— start —

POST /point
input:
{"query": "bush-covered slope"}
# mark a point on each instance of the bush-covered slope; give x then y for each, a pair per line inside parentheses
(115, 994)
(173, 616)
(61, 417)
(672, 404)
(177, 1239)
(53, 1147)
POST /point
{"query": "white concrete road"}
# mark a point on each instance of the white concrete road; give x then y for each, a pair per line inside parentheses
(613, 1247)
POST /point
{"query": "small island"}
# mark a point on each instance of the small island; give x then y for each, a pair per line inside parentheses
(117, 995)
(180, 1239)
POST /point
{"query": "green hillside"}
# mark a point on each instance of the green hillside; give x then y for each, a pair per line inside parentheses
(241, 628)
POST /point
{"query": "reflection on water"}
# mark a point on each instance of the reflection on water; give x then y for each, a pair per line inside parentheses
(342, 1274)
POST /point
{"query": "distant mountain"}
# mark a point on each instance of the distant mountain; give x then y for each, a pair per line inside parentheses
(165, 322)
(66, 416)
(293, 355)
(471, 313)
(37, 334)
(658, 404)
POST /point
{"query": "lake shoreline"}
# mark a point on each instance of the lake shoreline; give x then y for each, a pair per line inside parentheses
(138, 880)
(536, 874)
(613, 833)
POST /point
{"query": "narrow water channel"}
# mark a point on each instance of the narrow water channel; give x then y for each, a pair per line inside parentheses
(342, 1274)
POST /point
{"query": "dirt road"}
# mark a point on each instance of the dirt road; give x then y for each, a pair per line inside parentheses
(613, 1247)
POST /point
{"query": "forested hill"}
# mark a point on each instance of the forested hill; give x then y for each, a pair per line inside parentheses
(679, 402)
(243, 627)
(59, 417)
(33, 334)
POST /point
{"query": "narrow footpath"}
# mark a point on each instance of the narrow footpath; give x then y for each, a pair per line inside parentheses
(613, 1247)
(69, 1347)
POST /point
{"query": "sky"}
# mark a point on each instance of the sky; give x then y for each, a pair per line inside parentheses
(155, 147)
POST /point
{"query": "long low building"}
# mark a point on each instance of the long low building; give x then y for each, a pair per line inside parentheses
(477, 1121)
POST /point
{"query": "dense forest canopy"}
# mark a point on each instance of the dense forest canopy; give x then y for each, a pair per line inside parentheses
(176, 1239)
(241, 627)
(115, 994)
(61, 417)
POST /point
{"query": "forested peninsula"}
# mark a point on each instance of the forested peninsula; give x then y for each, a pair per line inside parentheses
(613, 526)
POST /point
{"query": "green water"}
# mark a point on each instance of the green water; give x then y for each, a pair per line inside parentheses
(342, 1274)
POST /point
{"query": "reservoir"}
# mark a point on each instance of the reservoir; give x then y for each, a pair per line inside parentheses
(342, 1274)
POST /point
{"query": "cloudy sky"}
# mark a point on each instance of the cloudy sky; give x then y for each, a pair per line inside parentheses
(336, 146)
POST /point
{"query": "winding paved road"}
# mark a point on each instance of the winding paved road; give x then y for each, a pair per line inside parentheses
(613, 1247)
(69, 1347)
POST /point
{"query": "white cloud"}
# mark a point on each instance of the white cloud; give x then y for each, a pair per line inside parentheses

— end —
— start —

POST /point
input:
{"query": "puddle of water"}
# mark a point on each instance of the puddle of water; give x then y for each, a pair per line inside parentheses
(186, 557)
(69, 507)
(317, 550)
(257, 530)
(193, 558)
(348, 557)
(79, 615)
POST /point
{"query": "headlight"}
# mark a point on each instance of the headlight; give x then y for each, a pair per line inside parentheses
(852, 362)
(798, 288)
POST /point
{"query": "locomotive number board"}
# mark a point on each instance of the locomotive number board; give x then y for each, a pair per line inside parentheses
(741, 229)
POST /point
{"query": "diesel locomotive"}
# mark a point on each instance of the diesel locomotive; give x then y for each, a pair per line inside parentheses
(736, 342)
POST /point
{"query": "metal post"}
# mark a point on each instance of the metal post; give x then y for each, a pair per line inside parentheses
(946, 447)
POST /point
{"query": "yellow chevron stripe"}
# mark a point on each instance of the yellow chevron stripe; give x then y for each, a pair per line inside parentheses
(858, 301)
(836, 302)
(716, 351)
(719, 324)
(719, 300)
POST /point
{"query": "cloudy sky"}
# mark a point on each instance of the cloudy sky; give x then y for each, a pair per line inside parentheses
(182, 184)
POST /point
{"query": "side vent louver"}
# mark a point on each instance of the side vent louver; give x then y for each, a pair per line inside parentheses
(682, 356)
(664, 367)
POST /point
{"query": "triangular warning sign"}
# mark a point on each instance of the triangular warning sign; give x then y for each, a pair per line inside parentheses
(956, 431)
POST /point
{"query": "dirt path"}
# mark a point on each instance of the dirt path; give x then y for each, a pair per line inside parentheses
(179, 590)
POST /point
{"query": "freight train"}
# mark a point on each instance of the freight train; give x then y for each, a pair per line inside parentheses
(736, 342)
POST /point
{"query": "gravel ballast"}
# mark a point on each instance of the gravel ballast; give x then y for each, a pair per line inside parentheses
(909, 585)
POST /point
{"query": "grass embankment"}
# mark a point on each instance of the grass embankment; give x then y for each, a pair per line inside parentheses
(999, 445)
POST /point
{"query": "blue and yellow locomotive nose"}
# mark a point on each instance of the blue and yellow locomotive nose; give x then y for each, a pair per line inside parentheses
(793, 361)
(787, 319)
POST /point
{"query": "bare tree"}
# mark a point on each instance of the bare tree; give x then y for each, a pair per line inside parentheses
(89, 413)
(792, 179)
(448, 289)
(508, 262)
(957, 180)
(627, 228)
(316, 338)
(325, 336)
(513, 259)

— end —

§ **The request**: Can you gather every line in the records above that contains the string "gravel" and copy each one out in full? Case counts, so include only lines where the letters match in case as well.

§ **Right answer**:
{"query": "gravel ballast"}
# mark a point on each instance of the gravel ballast; give x then y for each, a pair per line inside parentheses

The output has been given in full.